Your goal> Pull out each line of the listing below that contains the string "heart", matching case exactly.
··· Working data ···
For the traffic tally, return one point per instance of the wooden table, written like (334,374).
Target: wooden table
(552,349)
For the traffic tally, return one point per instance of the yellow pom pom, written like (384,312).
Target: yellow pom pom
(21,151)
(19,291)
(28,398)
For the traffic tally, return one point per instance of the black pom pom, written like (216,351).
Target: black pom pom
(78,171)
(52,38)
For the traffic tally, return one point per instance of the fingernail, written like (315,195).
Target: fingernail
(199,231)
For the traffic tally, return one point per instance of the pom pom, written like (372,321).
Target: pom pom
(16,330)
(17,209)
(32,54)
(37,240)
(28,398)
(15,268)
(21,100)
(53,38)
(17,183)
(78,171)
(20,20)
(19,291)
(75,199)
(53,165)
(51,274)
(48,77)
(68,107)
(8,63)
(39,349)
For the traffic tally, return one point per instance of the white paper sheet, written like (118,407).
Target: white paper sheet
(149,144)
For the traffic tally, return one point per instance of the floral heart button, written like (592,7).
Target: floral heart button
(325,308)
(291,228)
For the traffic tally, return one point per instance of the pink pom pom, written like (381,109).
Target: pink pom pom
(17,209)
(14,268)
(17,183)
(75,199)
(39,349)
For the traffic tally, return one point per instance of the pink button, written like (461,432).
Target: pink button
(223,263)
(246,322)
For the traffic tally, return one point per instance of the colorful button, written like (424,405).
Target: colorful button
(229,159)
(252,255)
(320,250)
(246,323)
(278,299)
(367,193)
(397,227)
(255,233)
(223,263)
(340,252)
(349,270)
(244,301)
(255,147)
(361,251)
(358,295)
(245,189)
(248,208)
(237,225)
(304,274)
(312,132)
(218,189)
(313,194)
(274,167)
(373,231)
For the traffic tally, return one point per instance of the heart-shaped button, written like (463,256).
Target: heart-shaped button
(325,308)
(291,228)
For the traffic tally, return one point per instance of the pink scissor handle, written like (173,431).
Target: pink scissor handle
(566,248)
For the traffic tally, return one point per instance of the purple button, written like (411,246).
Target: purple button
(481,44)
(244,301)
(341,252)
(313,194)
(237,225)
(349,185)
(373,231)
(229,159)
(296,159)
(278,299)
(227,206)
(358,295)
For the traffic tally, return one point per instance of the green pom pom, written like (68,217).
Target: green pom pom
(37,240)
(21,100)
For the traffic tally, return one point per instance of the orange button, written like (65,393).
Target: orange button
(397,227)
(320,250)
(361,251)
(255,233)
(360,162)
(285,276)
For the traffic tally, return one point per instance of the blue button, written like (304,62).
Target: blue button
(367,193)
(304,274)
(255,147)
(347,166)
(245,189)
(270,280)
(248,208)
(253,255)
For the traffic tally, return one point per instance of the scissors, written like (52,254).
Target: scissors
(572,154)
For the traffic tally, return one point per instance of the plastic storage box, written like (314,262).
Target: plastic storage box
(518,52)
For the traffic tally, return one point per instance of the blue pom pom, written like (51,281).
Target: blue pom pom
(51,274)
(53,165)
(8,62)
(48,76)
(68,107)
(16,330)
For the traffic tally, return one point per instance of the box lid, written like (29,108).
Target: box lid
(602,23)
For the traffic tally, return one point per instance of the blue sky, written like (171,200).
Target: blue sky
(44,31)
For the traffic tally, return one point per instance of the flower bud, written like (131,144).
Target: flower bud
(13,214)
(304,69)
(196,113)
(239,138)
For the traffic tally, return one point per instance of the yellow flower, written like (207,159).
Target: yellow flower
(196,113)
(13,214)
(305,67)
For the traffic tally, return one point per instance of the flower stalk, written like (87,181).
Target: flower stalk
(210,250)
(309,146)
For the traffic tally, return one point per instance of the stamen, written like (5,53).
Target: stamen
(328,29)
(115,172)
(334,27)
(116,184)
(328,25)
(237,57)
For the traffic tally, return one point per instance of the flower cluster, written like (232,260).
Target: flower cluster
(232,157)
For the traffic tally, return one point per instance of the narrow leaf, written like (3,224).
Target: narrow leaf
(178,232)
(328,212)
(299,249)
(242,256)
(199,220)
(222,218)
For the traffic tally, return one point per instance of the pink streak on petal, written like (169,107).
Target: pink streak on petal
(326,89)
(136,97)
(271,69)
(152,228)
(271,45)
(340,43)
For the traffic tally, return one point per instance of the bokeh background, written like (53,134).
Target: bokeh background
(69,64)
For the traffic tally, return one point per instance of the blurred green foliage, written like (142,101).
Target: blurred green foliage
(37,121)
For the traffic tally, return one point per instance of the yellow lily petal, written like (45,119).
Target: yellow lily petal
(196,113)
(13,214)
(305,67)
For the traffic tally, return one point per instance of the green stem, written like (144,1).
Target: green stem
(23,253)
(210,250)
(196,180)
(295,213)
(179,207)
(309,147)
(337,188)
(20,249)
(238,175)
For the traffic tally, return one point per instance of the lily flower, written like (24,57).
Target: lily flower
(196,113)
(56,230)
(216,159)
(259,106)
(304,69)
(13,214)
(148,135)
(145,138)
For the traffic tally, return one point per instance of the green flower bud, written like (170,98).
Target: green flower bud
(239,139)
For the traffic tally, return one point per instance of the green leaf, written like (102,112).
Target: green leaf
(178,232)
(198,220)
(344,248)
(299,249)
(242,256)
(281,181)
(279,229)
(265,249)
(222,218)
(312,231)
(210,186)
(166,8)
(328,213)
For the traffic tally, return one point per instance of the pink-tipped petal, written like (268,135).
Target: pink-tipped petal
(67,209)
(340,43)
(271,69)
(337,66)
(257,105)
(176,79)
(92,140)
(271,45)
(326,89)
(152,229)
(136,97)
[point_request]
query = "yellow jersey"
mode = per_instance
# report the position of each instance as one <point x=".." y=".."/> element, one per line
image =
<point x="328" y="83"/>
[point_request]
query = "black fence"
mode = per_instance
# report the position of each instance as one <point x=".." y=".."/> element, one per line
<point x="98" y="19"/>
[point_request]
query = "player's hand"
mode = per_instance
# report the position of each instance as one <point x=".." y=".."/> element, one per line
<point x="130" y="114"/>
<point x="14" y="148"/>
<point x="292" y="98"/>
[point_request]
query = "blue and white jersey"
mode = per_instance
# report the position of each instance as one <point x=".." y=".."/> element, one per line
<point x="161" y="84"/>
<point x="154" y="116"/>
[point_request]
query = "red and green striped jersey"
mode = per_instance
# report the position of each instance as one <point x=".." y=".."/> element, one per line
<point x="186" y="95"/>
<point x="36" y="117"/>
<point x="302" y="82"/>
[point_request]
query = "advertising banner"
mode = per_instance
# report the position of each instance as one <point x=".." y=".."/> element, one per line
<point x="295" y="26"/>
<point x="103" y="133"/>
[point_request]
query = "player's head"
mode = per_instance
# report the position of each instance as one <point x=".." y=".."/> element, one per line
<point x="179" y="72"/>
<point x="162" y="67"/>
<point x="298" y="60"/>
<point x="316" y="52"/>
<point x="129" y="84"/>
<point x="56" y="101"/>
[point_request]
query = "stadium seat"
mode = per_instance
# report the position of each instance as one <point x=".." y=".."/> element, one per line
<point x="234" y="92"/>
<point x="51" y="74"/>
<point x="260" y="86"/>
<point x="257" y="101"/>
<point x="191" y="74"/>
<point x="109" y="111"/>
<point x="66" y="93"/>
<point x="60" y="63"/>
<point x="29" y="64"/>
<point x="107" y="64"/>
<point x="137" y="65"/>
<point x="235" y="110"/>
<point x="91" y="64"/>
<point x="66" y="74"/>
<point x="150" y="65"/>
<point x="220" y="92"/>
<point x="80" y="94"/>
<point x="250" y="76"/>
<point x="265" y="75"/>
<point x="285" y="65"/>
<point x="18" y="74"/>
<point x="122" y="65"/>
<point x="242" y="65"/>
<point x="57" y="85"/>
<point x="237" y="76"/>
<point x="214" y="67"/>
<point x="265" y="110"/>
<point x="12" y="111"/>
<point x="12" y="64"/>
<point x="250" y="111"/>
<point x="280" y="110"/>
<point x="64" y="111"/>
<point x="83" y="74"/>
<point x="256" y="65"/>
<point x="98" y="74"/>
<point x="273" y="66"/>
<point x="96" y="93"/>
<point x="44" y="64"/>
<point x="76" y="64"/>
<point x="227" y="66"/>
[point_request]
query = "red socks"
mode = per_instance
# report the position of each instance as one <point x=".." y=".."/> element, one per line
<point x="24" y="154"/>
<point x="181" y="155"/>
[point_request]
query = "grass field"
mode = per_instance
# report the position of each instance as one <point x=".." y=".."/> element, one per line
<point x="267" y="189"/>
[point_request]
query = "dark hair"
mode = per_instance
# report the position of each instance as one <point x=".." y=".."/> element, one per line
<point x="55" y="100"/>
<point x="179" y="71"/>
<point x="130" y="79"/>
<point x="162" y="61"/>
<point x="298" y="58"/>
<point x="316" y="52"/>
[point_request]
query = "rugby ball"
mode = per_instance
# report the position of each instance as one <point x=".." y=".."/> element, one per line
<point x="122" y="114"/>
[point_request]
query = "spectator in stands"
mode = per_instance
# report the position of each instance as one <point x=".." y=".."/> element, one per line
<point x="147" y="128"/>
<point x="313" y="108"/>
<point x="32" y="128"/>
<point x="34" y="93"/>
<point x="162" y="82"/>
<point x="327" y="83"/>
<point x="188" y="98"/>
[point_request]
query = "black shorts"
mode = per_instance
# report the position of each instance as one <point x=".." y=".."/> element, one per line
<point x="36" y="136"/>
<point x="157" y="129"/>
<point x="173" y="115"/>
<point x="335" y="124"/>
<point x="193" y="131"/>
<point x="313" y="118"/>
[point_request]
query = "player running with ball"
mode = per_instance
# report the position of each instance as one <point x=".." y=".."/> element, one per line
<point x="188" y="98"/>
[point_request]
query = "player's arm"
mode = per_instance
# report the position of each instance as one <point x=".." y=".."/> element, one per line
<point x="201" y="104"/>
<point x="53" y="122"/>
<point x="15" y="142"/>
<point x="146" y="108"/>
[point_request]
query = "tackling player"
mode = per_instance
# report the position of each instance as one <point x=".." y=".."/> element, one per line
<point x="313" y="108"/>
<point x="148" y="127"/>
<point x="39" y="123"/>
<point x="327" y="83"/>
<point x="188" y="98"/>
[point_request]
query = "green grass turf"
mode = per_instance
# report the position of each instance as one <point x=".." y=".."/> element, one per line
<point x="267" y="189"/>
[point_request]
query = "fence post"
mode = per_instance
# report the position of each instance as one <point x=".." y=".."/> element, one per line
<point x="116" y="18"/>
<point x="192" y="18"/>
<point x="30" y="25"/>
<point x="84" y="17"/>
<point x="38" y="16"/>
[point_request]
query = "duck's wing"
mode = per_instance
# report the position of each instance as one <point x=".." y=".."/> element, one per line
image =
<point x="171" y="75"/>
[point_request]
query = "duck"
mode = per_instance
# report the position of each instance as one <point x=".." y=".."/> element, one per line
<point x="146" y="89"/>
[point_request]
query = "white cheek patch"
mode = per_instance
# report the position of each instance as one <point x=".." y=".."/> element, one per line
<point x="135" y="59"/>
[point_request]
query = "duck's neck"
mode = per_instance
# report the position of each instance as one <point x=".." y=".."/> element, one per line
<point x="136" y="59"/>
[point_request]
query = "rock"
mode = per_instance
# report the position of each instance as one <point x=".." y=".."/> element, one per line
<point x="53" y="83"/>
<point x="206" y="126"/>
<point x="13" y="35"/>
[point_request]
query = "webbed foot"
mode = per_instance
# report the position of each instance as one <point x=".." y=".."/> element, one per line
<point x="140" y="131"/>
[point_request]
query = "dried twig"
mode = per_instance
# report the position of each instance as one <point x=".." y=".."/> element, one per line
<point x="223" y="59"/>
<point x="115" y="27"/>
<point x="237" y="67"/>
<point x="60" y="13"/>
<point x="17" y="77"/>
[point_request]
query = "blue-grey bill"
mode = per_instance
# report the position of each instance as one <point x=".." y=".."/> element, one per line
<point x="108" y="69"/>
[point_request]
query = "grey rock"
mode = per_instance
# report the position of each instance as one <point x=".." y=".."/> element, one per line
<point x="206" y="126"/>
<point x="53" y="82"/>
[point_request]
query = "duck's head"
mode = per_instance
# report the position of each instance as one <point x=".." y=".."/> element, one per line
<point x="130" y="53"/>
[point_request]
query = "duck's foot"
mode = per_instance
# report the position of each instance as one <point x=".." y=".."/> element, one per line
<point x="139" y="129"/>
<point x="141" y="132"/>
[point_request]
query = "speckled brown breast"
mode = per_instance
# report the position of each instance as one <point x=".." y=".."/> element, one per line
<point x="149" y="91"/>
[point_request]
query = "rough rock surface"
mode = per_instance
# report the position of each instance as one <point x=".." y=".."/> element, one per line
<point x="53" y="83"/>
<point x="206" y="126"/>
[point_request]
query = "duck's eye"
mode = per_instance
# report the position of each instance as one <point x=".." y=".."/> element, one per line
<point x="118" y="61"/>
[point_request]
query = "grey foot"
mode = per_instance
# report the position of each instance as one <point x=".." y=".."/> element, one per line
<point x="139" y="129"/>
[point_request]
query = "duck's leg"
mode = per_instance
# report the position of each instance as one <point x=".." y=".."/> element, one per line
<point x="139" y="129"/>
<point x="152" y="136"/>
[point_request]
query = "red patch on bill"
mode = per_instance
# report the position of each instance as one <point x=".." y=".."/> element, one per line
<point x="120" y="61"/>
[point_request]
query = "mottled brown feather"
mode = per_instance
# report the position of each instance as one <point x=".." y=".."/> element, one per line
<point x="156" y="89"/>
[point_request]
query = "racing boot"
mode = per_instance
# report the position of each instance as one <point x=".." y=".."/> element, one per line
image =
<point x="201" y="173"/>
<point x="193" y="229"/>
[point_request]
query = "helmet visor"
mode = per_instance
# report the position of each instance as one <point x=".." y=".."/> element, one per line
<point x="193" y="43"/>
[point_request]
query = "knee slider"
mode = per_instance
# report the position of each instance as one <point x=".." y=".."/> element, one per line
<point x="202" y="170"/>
···
Solution>
For the traffic tally, return one point per instance of the floral heart button, written like (592,7).
Target: floral heart button
For the traffic tally, return one point per instance of the heart-shaped button, written like (463,256).
Target: heart-shaped button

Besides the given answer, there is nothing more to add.